## Data for this exercise:
=== Begin Enclosure ===

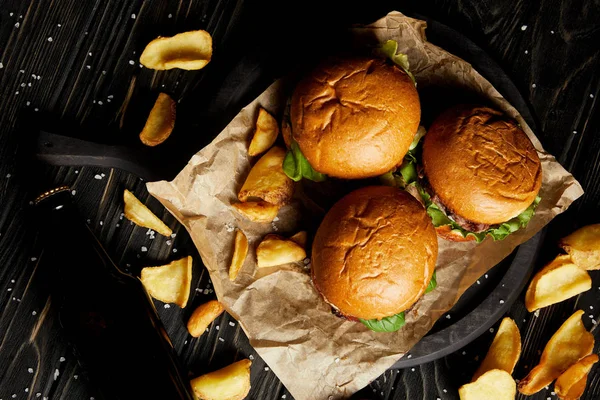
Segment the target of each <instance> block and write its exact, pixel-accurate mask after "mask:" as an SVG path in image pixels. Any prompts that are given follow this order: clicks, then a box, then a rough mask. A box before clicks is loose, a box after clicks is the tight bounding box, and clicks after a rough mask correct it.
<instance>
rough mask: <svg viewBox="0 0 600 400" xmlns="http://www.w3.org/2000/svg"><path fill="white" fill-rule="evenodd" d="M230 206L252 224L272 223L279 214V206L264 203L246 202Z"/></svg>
mask: <svg viewBox="0 0 600 400" xmlns="http://www.w3.org/2000/svg"><path fill="white" fill-rule="evenodd" d="M231 206H232V207H233V208H234V209H235V210H236V211H237V212H239V213H240V214H242V215H243V216H244V217H246V218H248V219H249V220H250V221H252V222H272V221H273V220H274V219H275V217H276V216H277V213H278V212H279V206H277V205H275V204H271V203H267V202H266V201H248V202H246V203H234V204H232V205H231Z"/></svg>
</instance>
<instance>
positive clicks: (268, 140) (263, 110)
mask: <svg viewBox="0 0 600 400" xmlns="http://www.w3.org/2000/svg"><path fill="white" fill-rule="evenodd" d="M278 135H279V125H278V124H277V120H276V119H275V117H273V116H272V115H271V114H269V113H268V112H267V110H265V109H264V108H262V107H261V108H260V109H259V110H258V118H257V119H256V129H255V130H254V136H253V137H252V142H250V147H249V148H248V154H249V155H251V156H257V155H259V154H260V153H264V152H265V151H267V150H269V149H270V148H271V146H273V143H275V140H277V136H278Z"/></svg>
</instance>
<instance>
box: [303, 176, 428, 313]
mask: <svg viewBox="0 0 600 400" xmlns="http://www.w3.org/2000/svg"><path fill="white" fill-rule="evenodd" d="M437 254H438V243H437V236H436V233H435V229H434V227H433V224H432V223H431V219H430V218H429V216H428V215H427V213H426V212H425V209H424V208H423V206H422V205H421V203H419V202H418V201H417V200H416V199H415V198H414V197H413V196H411V195H410V194H408V193H407V192H405V191H403V190H400V189H397V188H393V187H388V186H368V187H364V188H361V189H358V190H355V191H353V192H351V193H350V194H348V195H346V196H344V197H343V198H342V199H341V200H339V201H338V202H337V203H335V204H334V206H333V207H332V208H331V209H330V210H329V212H328V213H327V215H325V218H324V219H323V221H322V222H321V225H320V226H319V228H318V230H317V233H316V235H315V238H314V242H313V247H312V266H311V269H312V270H311V273H312V279H313V283H314V286H315V287H316V289H317V290H318V291H319V292H320V293H321V295H322V296H323V298H324V299H325V301H327V302H328V303H329V304H331V305H332V306H333V307H334V308H335V309H336V310H337V311H338V312H339V313H341V314H343V315H345V316H347V317H349V318H351V319H355V318H360V319H367V320H368V319H381V318H385V317H389V316H392V315H395V314H398V313H400V312H402V311H404V310H406V309H408V308H410V307H411V306H412V305H413V304H414V303H415V302H416V301H417V300H418V299H419V298H420V297H421V296H422V295H423V294H424V293H425V289H427V285H428V284H429V281H430V280H431V277H432V275H433V271H434V269H435V263H436V260H437Z"/></svg>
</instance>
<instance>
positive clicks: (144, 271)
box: [140, 256, 193, 308]
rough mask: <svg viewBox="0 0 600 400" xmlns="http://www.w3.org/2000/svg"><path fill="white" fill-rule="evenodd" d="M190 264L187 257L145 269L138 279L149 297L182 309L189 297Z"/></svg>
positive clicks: (190, 283)
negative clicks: (140, 276) (149, 296)
mask: <svg viewBox="0 0 600 400" xmlns="http://www.w3.org/2000/svg"><path fill="white" fill-rule="evenodd" d="M192 263H193V260H192V257H190V256H188V257H184V258H181V259H179V260H176V261H173V262H171V263H169V264H167V265H161V266H158V267H145V268H143V269H142V274H141V278H140V279H141V281H142V283H143V284H144V287H145V288H146V291H147V292H148V294H149V295H150V296H152V297H153V298H155V299H156V300H160V301H162V302H163V303H174V304H176V305H178V306H179V307H181V308H183V307H185V306H186V305H187V302H188V299H189V297H190V289H191V287H192Z"/></svg>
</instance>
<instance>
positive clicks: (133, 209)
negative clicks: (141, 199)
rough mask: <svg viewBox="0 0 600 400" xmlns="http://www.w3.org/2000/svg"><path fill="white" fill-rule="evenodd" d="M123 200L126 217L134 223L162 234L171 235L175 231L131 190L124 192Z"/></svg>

=== End Enclosure ===

## Problem to work on:
Write the entries out again word for word. Omit all pictures from them.

## Solution:
Segment the target of each <instance> block and write its exact, pixel-accurate mask after "mask:" as an SVG path in image pixels. Any prompts that are given follow this order: clicks, then a box, then a rough mask. A box before clicks is loose, a box after clicks is the tight bounding box, and clicks after a rough mask correct it.
<instance>
rough mask: <svg viewBox="0 0 600 400" xmlns="http://www.w3.org/2000/svg"><path fill="white" fill-rule="evenodd" d="M230 206L252 224L272 223L279 214V206L264 203L246 202Z"/></svg>
mask: <svg viewBox="0 0 600 400" xmlns="http://www.w3.org/2000/svg"><path fill="white" fill-rule="evenodd" d="M231 206H232V207H233V208H234V209H235V210H236V211H237V212H239V213H240V214H242V215H243V216H244V217H246V218H248V219H249V220H250V221H252V222H272V221H273V220H274V219H275V217H276V216H277V213H278V212H279V206H277V205H275V204H271V203H267V202H266V201H248V202H246V203H234V204H232V205H231Z"/></svg>
</instance>
<instance>
positive clicks: (268, 140) (263, 110)
mask: <svg viewBox="0 0 600 400" xmlns="http://www.w3.org/2000/svg"><path fill="white" fill-rule="evenodd" d="M278 135H279V125H278V124H277V120H276V119H275V117H273V116H272V115H271V114H269V113H268V112H267V110H265V109H264V108H262V107H261V108H260V109H259V110H258V118H257V119H256V129H255V130H254V136H253V137H252V142H250V147H249V148H248V154H249V155H251V156H257V155H259V154H260V153H264V152H265V151H267V150H269V149H270V148H271V146H273V143H275V140H277V136H278Z"/></svg>
</instance>
<instance>
box: [303, 176, 428, 313]
mask: <svg viewBox="0 0 600 400" xmlns="http://www.w3.org/2000/svg"><path fill="white" fill-rule="evenodd" d="M437 254H438V243H437V236H436V233H435V229H434V227H433V224H432V223H431V219H430V218H429V216H428V215H427V213H426V212H425V209H424V208H423V206H422V205H421V203H419V202H418V201H417V200H416V199H415V198H414V197H413V196H411V195H410V194H408V193H407V192H405V191H403V190H400V189H397V188H393V187H388V186H368V187H364V188H361V189H358V190H355V191H353V192H351V193H350V194H348V195H346V196H344V197H343V198H342V199H341V200H339V201H338V202H337V203H335V204H334V206H333V207H332V208H331V209H330V210H329V212H328V213H327V215H325V218H324V219H323V221H322V222H321V225H320V226H319V228H318V230H317V233H316V235H315V238H314V242H313V247H312V266H311V269H312V270H311V273H312V279H313V283H314V286H315V287H316V289H317V290H318V291H319V292H320V293H321V295H322V296H323V298H324V299H325V301H327V302H328V303H329V304H331V305H332V306H333V307H334V308H335V309H336V310H337V311H338V312H339V313H341V314H343V315H345V316H347V317H349V318H351V319H355V318H360V319H367V320H368V319H381V318H385V317H389V316H392V315H395V314H398V313H400V312H402V311H404V310H406V309H408V308H410V307H411V306H412V305H413V304H414V303H415V302H416V301H417V300H418V299H419V298H420V297H421V296H422V295H423V294H424V293H425V289H427V285H428V284H429V281H430V280H431V277H432V275H433V271H434V269H435V263H436V260H437Z"/></svg>
</instance>
<instance>
positive clicks: (144, 271)
box: [140, 256, 193, 308]
rough mask: <svg viewBox="0 0 600 400" xmlns="http://www.w3.org/2000/svg"><path fill="white" fill-rule="evenodd" d="M190 264L187 257L145 269L138 279L149 297L182 309L189 297Z"/></svg>
positive clicks: (190, 283)
negative clicks: (140, 276) (149, 296)
mask: <svg viewBox="0 0 600 400" xmlns="http://www.w3.org/2000/svg"><path fill="white" fill-rule="evenodd" d="M192 263H193V260H192V257H190V256H188V257H184V258H181V259H179V260H176V261H173V262H171V263H169V264H167V265H161V266H158V267H145V268H143V269H142V274H141V278H140V279H141V281H142V283H143V284H144V287H145V288H146V291H147V292H148V294H149V295H150V296H152V297H153V298H155V299H156V300H160V301H162V302H163V303H174V304H176V305H178V306H179V307H181V308H183V307H185V306H186V305H187V302H188V299H189V297H190V289H191V287H192Z"/></svg>
</instance>
<instance>
positive clicks: (133, 209)
negative clicks: (141, 199)
rough mask: <svg viewBox="0 0 600 400" xmlns="http://www.w3.org/2000/svg"><path fill="white" fill-rule="evenodd" d="M123 200L126 217L134 223L162 234L171 235L175 231L131 190L124 192Z"/></svg>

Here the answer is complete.